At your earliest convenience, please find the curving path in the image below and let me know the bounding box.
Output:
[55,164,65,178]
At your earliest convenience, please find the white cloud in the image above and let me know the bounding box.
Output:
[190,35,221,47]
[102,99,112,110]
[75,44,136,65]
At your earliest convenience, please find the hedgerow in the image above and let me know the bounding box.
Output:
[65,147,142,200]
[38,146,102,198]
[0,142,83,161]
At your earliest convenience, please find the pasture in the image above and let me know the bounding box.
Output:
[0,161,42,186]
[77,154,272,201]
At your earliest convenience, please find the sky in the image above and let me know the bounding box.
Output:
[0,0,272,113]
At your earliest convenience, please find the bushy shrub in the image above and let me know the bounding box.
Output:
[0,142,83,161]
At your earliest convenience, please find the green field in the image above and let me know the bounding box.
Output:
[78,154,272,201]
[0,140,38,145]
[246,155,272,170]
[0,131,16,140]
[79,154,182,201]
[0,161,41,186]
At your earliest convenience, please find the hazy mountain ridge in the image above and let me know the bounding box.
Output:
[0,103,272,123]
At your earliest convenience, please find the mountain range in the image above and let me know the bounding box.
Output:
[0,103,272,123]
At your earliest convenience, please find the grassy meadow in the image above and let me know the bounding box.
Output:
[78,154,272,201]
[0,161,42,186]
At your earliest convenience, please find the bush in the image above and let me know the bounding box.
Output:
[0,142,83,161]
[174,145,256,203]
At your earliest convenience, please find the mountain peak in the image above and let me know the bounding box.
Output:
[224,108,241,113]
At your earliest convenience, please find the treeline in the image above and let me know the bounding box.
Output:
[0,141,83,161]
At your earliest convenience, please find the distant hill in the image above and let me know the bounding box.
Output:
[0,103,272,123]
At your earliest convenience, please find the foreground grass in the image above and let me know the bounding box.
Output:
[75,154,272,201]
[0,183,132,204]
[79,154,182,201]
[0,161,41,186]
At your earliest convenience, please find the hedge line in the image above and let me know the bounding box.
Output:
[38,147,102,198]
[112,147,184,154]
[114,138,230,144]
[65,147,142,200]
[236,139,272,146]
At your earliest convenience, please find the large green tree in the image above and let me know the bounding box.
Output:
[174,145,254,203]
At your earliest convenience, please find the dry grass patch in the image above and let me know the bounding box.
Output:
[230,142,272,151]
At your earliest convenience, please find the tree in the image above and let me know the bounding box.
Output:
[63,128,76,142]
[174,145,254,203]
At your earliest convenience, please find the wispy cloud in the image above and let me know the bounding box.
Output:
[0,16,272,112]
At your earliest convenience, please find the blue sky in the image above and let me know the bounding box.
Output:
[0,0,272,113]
+++
Give the rows above, from the first one through the line containing "[0,141,83,161]", as a two-column CSV headed instruction and output, with one CSV line per row. Put each row's text and its answer in their own quoted fields, replacing any line breaks with spaces.

instruction,output
"At your earliest convenience, please find the curving path in the image below and let me know the bounding box. Output:","[55,164,65,178]"
"At your earliest convenience, please find the white cloud in the image above and let me know the bounding box. Output:","[190,35,221,47] [102,99,112,110] [75,44,136,65]"
"At your earliest convenience, please find the hedgerow in the image above and let me know the bounding box. Output:","[65,147,142,200] [38,146,102,198] [0,142,83,161]"
"At your earliest convenience, please find the pasture in the image above and let me know the bounding box. Output:","[0,161,42,186] [77,154,272,201]"
"At your earliest convenience, please find the sky in the image above and let me know the bounding box. Output:","[0,0,272,113]"
"At your earliest convenience, please find the bushy shrub in the image above and let me know the bounding box. Output:","[0,142,83,161]"
"At your earliest convenience, please find the green field in the image above and let me know the bounding box. Output:","[78,154,272,201] [0,140,38,145] [246,155,272,170] [0,131,16,140] [79,154,182,201] [0,161,41,186]"
"At your earliest convenience, please find the hazy mountain ridge in the image above and let me know the bounding box. Output:","[0,103,272,123]"
"At your earliest convenience, please find the mountain range in the image above and let me know the bounding box. Output:","[0,103,272,123]"
"At your earliest convenience, please find the grassy meadow in the image above and let me know the bounding box. Output:","[78,154,272,201] [0,161,42,186]"
"At your earliest convenience, please find the bush in the image above and let me know the bounding box. Output:","[0,142,83,161] [174,145,256,203]"
"At your earliest convenience, please find the mountain peak in the image above and let me know the bounding box. Output:","[224,108,241,113]"
"At your earliest convenience, please find the treeline in the image above and let me know the bounding box. Output:","[0,141,83,161]"